→ ASSIGNMENT
Answer these questions using the blog post below on the Castro dictatorship.
(a) For how many years had Soviet subsidies propped up the Cuban economy?
(b) How many times is the CIA supposed to have tried to kill Castro?
(c) Whom has the EU refused to deal with?

→ EXERCISE TEXT
== Segment start ==

Friday, March 19, 2010

How the US and the EU sustained the Castro dictatorship

How the US and the EU sustained the Castro dictatorship
By Daniel Hannan World Last updated: March 19th, 2010

Sola mors tyrannicida est, wrote Thomas More: death is the only way to
get rid of tyrants. And so it has proved for Fidel Castro. Twenty years
ago, he looked finished. The USSR had collapsed, and the Soviet
subsidies that had propped up the Cuban economy for 30 years had been
abruptly terminated. Around the world, statues of Lenin were being
melted down or sold off to collectors of kitsch. But Castro never
wavered in his revolutionary fervour. Unlike the apparatchiks of Eastern
Europe, he had not inherited the Communist system, nor seen it imposed
by a foreign army. The Cuban revolution was his revolution, and he was
damned if he was going to give it up.

By sheer force of personality, Castro kept the red flag flying over his
muggy Caribbean island. His eyes grew rheumier, and his beard sparser,
but his domination of the political machine remained total. The
Americans were in no doubt that if they removed the dictator, the
dictatorship would collapse. The CIA, acting on St Thomas's dictum, is
supposed to have tried to kill Castro 638 times, sometimes in ways that
were pure Inspector Clouseau. On one occasion, agents are said to have
persuaded Castro's former lover to assassinate him with poisoned cold
cream; on another, they tried to plant an infected wetsuit on him; on
yet another, an exploding cigar. In the event, it will fall to the
Almighty to achieve what the boys from Langley could not.

It will fall to the Almighty, too, to hold Castro to account for his
misdeeds — he has escaped any reckoning in this world. Not for him the
international court orders that were served on Ariel Sharon and Donald
Rumsfeld. Not for him the obloquy heaped on his old foe, Augusto
Pinochet, whom he was delighted to survive. On the contrary, Castro's
most famous bit of swanking, the claim after his first failed coup
attempt that 'history will absolve me', seems to be coming perversely
true. (I know readers of this blog are bored rigid by South American
dictators, but look at what has happened in Venezuela, Ecuador,
Nicaragua and Bolivia, for Heaven's sake.)

If the US has been unwise in giving the Cuban Communists the alibi of
their blockade, the EU has behaved wretchedly, refusing to deal with the
pro-democracy dissidents. Between them, they have condemned Cuba to 50
years of poverty and dictatorship. History will not absolve them.

== Segment end ==

→ DATA EXTRACTS
== Segment start ==

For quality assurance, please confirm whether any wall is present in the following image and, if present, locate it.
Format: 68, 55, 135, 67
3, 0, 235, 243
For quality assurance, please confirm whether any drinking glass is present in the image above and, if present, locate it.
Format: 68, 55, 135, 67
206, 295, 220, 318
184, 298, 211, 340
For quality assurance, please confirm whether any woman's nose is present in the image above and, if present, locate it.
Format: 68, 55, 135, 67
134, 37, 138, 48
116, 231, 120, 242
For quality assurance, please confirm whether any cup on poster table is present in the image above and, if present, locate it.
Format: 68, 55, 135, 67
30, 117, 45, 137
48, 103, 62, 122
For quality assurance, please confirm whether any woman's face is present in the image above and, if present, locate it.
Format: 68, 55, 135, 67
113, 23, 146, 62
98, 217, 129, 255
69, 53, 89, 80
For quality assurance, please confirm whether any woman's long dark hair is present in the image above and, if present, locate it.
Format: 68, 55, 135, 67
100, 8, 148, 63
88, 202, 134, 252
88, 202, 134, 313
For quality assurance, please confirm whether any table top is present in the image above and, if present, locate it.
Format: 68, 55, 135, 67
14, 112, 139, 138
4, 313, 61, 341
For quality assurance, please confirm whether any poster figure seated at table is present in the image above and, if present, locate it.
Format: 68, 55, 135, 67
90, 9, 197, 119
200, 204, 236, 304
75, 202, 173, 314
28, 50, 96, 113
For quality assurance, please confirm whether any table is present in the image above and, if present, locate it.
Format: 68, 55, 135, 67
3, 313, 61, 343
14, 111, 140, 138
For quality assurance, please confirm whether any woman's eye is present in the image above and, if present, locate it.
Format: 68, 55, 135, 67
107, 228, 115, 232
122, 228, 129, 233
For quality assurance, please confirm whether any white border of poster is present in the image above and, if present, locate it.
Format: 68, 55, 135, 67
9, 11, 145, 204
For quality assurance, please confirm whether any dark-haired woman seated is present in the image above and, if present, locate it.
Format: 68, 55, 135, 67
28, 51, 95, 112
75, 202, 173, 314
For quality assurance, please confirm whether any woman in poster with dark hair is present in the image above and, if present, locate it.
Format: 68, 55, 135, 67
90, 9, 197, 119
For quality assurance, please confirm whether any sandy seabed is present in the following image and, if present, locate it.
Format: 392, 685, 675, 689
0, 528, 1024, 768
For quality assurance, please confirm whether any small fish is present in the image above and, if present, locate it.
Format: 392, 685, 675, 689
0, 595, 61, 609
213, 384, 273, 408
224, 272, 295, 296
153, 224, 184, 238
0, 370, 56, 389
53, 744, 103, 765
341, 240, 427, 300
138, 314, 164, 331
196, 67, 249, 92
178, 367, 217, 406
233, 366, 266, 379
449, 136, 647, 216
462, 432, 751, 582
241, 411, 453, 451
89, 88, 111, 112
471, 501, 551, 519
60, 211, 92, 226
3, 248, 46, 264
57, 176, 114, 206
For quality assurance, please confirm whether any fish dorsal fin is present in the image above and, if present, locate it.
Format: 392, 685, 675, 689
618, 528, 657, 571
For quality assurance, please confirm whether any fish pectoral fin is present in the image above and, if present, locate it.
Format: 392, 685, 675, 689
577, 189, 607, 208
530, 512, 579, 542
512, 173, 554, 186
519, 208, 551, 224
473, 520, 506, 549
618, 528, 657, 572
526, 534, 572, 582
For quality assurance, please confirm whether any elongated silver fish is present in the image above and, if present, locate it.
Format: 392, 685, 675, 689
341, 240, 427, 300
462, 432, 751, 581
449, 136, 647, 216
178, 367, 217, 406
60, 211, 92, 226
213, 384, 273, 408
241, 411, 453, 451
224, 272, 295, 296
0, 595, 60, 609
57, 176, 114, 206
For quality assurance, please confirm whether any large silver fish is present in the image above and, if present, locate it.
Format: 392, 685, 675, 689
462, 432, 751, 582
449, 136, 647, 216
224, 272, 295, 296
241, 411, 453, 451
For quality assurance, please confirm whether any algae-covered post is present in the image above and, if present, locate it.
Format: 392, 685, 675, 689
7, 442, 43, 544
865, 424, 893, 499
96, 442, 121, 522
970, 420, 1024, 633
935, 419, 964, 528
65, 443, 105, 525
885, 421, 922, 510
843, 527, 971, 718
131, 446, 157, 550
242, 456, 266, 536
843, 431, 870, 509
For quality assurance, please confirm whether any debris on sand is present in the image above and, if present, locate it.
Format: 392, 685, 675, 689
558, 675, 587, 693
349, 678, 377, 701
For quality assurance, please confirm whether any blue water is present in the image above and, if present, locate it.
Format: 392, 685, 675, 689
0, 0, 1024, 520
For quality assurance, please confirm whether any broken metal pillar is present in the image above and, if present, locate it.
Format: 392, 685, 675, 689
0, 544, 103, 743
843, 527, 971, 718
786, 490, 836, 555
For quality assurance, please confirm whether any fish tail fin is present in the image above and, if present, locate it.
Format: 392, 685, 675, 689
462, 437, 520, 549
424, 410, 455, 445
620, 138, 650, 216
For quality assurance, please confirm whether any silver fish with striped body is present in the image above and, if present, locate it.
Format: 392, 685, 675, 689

== Segment end ==

→ EXERCISE ANSWER
(a) For 30 years.
(b) 638 times.
(c) The pro-democracy dissidents.